The exercise: Swap every "Query" in the entries below for "Prompt" and write the entries out again, leaving all else as it is.

Dataset rows:
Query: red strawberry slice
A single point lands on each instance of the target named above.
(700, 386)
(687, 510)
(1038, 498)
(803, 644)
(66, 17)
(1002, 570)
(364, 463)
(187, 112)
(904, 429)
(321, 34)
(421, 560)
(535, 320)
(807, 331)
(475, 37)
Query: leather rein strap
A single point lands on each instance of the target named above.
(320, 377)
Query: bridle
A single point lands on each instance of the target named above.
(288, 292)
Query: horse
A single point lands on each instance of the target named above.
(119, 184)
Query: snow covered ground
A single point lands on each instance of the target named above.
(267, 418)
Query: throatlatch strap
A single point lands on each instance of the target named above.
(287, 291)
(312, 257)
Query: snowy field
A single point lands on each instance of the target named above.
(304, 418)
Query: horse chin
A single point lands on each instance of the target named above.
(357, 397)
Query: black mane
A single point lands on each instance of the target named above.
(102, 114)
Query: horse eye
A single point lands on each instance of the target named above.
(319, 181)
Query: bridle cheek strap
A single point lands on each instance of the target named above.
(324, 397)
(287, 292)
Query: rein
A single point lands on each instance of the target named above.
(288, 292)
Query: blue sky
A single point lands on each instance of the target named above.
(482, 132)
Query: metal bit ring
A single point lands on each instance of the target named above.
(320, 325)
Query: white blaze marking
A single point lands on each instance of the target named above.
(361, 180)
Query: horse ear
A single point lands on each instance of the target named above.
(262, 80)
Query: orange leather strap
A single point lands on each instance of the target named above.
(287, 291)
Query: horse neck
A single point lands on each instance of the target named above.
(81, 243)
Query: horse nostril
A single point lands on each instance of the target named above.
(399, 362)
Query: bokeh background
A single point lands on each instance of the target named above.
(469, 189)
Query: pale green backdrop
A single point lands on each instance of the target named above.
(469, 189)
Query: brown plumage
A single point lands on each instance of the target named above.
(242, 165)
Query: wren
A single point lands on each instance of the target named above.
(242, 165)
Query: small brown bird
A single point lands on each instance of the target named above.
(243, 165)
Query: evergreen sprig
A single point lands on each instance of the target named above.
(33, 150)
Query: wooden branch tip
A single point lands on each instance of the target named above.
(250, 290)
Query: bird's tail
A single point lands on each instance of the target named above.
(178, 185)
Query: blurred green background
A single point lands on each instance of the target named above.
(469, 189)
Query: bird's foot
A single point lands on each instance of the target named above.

Completed task:
Prompt: red strawberry slice
A single point lands on each instance of the target named above.
(700, 386)
(687, 510)
(1038, 498)
(803, 644)
(66, 17)
(1002, 570)
(364, 463)
(187, 112)
(904, 429)
(321, 34)
(421, 560)
(535, 320)
(807, 331)
(475, 37)
Prompt: leather rein strap
A single point lands on each instance of the target named above.
(320, 377)
Prompt: bridle
A single point lands on each instance of the target named above.
(288, 292)
Prompt: horse
A single point lands on each instance of the target named above.
(119, 184)
Prompt: snow covered ground
A single point lands on each instance of the target named above.
(267, 418)
Prompt: throatlatch strap
A single point lands on each instance of the target named above.
(287, 291)
(312, 257)
Prompt: snowy field
A single point lands on each instance of the target named above.
(304, 418)
Prompt: horse chin
A single point lands on each instance of the target named above.
(357, 397)
Prompt: black mane
A single point lands on each instance of the target named above.
(102, 114)
Prompt: horse eye
A single point lands on each instance of the target named above.
(319, 181)
Prompt: bridle cheek strap
A single point lands on each instance of the target named above.
(324, 397)
(287, 292)
Prompt: rein
A single point lands on each instance of the target named above.
(288, 292)
Prompt: blue sky
A single point lands on each instance of the target named above.
(482, 132)
Prompt: metal bit ring
A single point lands on each instance of the target named above.
(320, 325)
Prompt: white blaze marking
A single point lands on each instance of the target named above.
(361, 180)
Prompt: horse ear
A single point lands on each instance of the target named above.
(262, 80)
Prompt: orange leather strap
A single point lands on each instance of the target named above.
(287, 291)
Prompt: horse neck
A single point lands on each instance of the target named above.
(81, 243)
Prompt: horse nostril
A single point lands on each instance of the target named above.
(399, 362)
Prompt: bokeh background
A single point lands on each instance of the target named above.
(469, 189)
Prompt: pale green backdrop
A single point lands on each instance of the target named above.
(469, 189)
Prompt: brown plumage
A single point lands on each instance of the target named above.
(242, 165)
Prompt: wren
A single point lands on each instance of the target named above.
(242, 165)
Prompt: small brown bird
A single point lands on each instance of the target named above.
(243, 165)
Prompt: evergreen sprig
A single point lands on each instance of the target named above.
(33, 150)
Prompt: wooden branch tip
A single point lands on each instance of the target named above.
(250, 290)
Prompt: bird's tail
A single point lands on each instance of the target named above.
(178, 185)
Prompt: blurred green background
A single point lands on each instance of the target named above.
(469, 189)
Prompt: bird's foot
A single point lands on each instance of the target named above.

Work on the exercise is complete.